What needs to be done ▸
Starting with the line with "rear door window" and going on through the line with "[[[450,234],[599,231],[624,225],[601,155],[478,152],[466,158]]]", repeat those lines with "separate parts" swapped for "distinct parts" and everything else left as is.
===============
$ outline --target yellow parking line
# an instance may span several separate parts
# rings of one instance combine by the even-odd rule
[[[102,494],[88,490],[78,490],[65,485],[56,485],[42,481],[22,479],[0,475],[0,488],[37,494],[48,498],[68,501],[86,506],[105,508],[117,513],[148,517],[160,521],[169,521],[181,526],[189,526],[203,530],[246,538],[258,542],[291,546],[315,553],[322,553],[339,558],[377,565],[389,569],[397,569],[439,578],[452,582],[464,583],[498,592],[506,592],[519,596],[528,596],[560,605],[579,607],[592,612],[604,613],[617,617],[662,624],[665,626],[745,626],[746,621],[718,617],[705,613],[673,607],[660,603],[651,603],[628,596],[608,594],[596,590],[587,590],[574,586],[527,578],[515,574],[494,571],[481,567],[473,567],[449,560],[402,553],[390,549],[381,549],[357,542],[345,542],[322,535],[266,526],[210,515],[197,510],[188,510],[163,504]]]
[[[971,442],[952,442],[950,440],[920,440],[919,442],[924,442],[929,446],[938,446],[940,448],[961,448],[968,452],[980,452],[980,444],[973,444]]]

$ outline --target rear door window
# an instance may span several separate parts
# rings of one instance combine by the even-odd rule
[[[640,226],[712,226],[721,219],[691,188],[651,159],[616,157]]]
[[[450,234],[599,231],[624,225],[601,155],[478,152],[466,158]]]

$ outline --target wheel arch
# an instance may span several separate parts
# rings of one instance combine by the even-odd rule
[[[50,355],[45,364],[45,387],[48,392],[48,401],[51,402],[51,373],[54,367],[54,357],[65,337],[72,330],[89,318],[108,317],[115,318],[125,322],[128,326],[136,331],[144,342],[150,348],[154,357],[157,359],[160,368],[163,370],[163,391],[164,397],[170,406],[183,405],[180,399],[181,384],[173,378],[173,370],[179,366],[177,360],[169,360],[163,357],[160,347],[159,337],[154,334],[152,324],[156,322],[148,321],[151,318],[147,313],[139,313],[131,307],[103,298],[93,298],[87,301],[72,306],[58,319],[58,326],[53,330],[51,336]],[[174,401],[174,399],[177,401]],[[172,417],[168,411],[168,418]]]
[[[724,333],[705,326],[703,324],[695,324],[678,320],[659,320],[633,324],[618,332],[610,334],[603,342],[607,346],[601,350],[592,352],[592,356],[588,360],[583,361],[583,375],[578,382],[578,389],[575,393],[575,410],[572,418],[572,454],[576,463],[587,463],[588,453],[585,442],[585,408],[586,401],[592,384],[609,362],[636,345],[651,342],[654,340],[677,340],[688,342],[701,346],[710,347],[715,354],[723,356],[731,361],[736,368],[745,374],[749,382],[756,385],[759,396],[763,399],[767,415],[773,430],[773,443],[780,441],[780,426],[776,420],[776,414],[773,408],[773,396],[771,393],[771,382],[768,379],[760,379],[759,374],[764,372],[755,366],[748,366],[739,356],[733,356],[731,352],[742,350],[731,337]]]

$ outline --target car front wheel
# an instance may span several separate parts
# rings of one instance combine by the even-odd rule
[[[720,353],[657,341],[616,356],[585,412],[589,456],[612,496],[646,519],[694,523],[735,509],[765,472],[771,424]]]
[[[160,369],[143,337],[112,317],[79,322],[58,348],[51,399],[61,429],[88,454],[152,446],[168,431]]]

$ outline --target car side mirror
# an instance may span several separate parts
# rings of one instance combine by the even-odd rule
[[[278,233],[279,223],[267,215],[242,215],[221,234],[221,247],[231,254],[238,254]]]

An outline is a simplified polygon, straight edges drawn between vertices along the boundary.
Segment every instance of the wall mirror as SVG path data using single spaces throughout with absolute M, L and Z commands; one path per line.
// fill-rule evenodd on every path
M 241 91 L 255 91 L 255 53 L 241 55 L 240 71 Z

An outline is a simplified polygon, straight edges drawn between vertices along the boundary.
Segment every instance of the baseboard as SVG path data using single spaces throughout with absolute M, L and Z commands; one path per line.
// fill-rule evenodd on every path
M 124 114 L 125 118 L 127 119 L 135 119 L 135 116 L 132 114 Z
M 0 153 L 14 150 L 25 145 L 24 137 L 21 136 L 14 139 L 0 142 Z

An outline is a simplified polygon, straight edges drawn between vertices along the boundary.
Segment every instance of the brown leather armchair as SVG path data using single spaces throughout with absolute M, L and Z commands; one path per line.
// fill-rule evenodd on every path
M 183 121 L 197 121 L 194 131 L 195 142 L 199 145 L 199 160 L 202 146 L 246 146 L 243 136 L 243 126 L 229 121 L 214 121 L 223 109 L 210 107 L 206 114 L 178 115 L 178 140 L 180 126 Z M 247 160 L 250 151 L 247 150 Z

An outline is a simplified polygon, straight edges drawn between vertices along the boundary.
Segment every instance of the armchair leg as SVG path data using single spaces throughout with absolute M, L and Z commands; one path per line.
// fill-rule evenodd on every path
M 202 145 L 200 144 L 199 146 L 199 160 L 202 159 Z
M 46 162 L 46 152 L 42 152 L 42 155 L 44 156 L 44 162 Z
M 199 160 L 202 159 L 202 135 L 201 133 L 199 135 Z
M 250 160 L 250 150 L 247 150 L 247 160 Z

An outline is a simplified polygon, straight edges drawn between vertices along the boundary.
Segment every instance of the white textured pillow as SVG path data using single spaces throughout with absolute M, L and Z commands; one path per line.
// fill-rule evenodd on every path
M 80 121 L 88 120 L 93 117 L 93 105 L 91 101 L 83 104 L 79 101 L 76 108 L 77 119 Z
===============
Task response ▸
$ outline --target rear door window
# an instance may span several distinct parts
# rings of one instance combine by the even-odd rule
[[[640,226],[712,226],[721,219],[691,188],[651,159],[616,157]]]
[[[450,234],[599,231],[624,225],[601,155],[478,152],[466,158]]]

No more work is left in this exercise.